A questo punto Adele lo prendeva in giro dandogli del feticista. E lui le diceva che aveva ragione: “Lo sono sempre stato. Solo che tu prima mi censuravi di più. Ora ti sei arresa, ah ah ah”.
E sui però si arrivava al punto cruciale: “So che in questo paese così cattolico non si diventa venerato maestro, se si parla di tope, di bidet, di sesso, di leopardature. Ma pensa che palle i vecchi saggi! Io non li posso vedere”.
Se gli chiedevi quale talento si riconoscesse rispondeva così: “Senti come sono fatte le vite. Io da ragazzino volevo fare il giornalista. Mio padre mi regalò una Underwood: una specie di enorme altare scuro di acciaio e ghisa. E quando fui promosso alla terza media, mia madre mi regalò, come un premio, un corso di dattilografia”.
################
■ **COMPITI DA SVOLGERE**
a: Secondo il blocco di testo, che cosa gli regalò la madre quando fu promosso alla terza media?
b: Riprendi il testo sul regalo della Underwood e sul corso di dattilografia, proseguendo dopo l'ultima frase.

Dati per il grounding di oggetti in linguaggio naturale
################
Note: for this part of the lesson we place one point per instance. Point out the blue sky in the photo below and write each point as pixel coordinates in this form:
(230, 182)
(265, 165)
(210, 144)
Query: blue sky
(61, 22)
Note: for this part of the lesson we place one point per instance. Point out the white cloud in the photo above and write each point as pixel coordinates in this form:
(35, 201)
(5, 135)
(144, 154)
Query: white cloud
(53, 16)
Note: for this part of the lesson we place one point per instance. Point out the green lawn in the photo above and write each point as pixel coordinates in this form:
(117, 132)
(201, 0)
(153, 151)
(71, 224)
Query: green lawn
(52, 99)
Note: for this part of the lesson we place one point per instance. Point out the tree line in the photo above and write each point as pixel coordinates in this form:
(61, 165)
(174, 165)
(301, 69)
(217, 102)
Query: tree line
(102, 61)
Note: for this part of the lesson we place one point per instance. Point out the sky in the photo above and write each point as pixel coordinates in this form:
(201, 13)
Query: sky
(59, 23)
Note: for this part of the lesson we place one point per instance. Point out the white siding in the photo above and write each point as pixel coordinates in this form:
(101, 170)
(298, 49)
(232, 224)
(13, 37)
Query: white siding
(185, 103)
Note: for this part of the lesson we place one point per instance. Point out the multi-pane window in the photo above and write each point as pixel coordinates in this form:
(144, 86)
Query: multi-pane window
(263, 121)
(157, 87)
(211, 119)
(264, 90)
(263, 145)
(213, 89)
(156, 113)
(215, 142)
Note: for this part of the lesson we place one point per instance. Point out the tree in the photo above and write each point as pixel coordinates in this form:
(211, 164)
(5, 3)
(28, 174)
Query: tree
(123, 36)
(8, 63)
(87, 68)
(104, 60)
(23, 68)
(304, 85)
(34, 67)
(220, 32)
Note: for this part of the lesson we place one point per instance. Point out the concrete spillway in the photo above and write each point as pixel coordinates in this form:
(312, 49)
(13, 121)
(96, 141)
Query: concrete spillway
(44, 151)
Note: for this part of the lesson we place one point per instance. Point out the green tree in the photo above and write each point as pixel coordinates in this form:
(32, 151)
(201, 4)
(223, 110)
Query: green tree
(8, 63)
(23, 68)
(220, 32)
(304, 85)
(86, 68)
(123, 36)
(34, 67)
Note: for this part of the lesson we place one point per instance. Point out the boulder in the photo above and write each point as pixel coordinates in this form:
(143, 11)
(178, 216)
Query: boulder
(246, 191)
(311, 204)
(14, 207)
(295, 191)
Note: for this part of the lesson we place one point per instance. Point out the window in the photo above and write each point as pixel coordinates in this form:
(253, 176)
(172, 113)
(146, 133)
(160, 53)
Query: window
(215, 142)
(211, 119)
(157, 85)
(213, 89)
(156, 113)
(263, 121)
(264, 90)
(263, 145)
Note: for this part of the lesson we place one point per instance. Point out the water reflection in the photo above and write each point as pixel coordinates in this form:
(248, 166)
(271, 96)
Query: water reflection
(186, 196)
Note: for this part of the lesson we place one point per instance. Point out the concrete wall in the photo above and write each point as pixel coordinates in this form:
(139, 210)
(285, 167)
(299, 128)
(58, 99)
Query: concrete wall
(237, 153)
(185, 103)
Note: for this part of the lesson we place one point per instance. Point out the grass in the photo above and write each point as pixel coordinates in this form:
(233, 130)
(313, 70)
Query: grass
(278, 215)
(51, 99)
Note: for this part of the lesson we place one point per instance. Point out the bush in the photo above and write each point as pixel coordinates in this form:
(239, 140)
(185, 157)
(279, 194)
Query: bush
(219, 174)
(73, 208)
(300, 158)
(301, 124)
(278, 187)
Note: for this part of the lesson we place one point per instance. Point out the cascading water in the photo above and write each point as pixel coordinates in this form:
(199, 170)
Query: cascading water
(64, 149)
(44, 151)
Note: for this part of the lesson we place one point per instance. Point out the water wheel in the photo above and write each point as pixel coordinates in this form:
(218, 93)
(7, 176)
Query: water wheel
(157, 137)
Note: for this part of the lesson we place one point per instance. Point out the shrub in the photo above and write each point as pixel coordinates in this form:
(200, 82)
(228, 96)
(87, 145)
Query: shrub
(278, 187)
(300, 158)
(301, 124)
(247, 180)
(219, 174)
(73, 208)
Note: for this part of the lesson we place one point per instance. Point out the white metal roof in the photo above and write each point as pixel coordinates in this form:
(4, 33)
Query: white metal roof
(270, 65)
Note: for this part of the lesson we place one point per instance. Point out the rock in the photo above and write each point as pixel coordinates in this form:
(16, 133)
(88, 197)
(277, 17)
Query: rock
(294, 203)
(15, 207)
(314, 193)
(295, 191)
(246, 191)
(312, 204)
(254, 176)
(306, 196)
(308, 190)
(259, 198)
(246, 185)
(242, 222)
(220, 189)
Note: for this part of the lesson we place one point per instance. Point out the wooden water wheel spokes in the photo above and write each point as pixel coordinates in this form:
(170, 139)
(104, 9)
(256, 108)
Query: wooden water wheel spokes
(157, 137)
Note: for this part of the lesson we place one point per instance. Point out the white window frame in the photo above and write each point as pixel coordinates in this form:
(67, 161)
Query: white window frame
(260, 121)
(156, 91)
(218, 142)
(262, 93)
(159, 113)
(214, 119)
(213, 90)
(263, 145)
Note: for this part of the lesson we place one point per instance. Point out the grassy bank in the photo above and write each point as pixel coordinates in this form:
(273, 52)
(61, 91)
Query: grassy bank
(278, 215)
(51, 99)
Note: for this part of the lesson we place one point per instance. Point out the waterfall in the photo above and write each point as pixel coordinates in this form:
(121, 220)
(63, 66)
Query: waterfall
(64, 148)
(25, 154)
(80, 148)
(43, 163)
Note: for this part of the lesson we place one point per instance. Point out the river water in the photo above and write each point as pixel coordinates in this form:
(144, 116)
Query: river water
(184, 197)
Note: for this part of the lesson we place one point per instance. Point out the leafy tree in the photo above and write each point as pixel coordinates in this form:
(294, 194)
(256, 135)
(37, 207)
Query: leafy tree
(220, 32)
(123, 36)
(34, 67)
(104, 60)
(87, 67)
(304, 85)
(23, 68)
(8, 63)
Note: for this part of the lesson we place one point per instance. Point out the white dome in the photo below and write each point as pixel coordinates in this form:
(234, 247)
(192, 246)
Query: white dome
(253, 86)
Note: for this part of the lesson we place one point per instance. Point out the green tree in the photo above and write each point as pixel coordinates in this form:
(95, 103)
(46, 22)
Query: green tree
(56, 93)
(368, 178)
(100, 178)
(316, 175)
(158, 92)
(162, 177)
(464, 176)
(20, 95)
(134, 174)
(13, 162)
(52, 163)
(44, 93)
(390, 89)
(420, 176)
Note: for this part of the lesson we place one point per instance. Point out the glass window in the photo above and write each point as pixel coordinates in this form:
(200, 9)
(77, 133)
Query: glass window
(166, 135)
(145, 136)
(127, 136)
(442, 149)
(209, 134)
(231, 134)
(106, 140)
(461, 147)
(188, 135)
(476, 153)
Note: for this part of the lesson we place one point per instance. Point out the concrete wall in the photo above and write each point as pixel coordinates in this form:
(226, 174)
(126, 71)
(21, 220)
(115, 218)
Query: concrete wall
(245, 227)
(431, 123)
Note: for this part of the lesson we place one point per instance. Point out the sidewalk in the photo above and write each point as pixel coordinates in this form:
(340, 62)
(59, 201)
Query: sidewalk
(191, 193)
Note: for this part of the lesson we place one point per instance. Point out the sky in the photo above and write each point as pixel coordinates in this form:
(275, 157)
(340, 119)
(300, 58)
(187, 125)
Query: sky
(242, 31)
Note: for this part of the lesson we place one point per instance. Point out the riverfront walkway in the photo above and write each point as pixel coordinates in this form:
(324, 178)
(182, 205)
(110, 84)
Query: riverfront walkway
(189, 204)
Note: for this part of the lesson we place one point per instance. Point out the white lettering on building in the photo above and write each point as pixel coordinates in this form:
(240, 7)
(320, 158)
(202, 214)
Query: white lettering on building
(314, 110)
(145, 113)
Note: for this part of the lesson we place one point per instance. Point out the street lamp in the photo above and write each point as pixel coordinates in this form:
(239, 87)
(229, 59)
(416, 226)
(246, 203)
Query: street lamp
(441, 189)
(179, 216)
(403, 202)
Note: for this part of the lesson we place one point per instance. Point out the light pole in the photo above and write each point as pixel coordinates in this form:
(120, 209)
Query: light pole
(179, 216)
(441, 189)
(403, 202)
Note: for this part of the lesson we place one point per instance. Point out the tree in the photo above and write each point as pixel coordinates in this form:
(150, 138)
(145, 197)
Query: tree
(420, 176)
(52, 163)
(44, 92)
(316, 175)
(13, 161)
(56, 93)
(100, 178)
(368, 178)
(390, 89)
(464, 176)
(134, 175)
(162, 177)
################
■ **RISPOSTE AI COMPITI**
a: Un corso di dattilografia.

b:
Così Pansa si era ritrovato in una scuola privata diretta da un prete spretato perché considerato comunista: “Cervello fine, persona straordinaria ed onesta. La fortuna della mia vita”.
Gli chiesi perché e Giampaolo si mise ridere: “Solo dopo due giorni andò da mia madre e le disse: ‘Signora, non me lo mandi più’. Disse: ‘Scherza?’. Lui le rispose: ‘Parlo contro il mio interesse. Suo figlio ha imparato in due giorni tutto quello gli altri apprendono in mesi'”.
Secondo Giampaolo lui doveva a quel corso e a quel prete spretato tutta la sua carriera: “Andai dal direttore de ‘Il Monferrato’. Si chiamava Mario Verda, ma noi – ah ah ah – non ti dico come lo avevamo ribattezzato…”.
Verda lo aveva rimproverato perché Giampaolo gli aveva portato dei racconti (“Un giornalista non scrive racconti”). Ma proprio mentre lo stava accompagnando alla porta, cioè fuori dal giornalismo, gli aveva dato un’ultima chance: “Mi mise davanti alla sua macchina e disse: ‘Prova a scrivere’, dettando a cento all’ora”.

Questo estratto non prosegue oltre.